### What you have to do
For the entries below, work out how many lines contain the string "jersey" and write only the number.

(Dataset records)
---
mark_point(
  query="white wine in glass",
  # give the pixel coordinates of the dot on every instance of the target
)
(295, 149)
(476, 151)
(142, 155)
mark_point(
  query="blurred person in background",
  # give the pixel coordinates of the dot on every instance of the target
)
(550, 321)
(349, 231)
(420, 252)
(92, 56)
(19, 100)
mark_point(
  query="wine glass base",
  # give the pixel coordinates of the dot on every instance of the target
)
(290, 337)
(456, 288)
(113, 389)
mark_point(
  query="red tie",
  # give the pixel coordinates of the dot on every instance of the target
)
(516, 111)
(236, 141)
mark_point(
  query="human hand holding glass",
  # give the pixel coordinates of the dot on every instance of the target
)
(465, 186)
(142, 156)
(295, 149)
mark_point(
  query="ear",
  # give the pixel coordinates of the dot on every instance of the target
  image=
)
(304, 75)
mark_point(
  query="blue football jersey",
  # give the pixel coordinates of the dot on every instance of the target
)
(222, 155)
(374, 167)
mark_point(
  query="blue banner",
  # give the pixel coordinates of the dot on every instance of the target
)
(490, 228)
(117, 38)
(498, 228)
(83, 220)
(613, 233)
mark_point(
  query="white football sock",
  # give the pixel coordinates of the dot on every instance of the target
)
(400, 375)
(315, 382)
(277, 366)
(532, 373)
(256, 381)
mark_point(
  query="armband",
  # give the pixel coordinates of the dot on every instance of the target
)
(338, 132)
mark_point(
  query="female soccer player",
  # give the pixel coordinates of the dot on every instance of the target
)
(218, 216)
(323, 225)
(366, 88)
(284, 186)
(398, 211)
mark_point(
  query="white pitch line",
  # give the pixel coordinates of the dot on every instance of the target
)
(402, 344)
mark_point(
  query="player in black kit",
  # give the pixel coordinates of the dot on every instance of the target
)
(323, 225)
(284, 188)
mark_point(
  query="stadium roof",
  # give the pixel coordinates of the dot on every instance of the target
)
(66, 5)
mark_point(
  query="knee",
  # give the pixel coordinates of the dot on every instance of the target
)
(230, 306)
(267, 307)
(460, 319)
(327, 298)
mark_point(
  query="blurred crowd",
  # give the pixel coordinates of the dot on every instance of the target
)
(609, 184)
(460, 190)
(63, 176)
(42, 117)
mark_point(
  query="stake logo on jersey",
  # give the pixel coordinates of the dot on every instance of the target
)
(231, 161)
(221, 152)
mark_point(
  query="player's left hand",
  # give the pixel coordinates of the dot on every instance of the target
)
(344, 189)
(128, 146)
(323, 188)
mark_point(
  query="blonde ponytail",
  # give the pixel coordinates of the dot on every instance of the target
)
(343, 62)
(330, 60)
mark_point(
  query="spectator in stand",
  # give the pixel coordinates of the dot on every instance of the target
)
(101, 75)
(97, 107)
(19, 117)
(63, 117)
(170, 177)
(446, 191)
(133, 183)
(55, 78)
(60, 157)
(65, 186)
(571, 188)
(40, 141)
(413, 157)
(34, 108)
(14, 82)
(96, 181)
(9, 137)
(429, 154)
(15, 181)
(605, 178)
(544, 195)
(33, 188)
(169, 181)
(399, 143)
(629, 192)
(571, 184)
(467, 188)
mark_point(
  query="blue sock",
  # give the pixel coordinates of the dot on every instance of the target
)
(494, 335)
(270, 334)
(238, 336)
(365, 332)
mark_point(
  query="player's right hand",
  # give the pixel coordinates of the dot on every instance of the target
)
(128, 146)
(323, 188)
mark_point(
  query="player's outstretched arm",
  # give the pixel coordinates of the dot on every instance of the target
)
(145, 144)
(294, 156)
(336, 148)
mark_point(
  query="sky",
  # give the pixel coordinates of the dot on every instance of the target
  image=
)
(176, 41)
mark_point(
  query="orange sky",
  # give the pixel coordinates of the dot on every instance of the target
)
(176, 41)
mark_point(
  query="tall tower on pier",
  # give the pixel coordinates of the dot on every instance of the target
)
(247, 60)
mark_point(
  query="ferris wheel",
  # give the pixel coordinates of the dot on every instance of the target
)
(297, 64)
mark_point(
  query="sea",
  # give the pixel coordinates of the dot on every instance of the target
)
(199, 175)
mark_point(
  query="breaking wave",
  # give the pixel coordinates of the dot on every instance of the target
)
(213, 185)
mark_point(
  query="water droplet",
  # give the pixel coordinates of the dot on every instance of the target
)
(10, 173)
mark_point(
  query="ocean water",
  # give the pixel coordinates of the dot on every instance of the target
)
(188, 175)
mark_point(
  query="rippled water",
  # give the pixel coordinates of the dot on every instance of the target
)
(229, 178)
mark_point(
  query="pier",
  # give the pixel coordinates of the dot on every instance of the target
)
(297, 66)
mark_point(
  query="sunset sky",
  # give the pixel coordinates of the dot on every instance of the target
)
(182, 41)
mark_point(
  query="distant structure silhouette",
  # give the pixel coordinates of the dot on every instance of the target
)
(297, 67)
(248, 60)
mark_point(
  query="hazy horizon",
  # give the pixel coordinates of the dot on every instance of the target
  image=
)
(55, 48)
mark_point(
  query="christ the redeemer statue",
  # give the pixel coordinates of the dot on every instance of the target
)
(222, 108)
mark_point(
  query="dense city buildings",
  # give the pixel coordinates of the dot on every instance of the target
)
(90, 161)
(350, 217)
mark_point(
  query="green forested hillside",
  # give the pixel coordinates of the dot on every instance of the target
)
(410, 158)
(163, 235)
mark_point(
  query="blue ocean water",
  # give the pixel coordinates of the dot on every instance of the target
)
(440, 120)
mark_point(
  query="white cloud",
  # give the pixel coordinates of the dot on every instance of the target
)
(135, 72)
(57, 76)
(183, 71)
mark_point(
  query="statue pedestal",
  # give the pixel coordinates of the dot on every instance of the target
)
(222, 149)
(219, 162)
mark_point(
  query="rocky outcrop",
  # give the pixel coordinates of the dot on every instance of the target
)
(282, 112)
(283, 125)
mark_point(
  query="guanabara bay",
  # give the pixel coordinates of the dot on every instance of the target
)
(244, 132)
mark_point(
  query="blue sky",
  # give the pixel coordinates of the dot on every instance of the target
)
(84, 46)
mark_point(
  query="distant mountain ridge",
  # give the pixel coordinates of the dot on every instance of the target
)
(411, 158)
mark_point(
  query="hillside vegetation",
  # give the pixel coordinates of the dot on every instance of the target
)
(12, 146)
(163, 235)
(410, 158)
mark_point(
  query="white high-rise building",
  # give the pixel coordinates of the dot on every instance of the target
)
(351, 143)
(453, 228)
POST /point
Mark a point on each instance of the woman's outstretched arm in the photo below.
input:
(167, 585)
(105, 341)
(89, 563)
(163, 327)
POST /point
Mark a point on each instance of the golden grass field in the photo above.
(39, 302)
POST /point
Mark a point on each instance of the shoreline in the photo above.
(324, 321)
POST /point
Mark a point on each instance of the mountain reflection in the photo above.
---
### Result of this exercise
2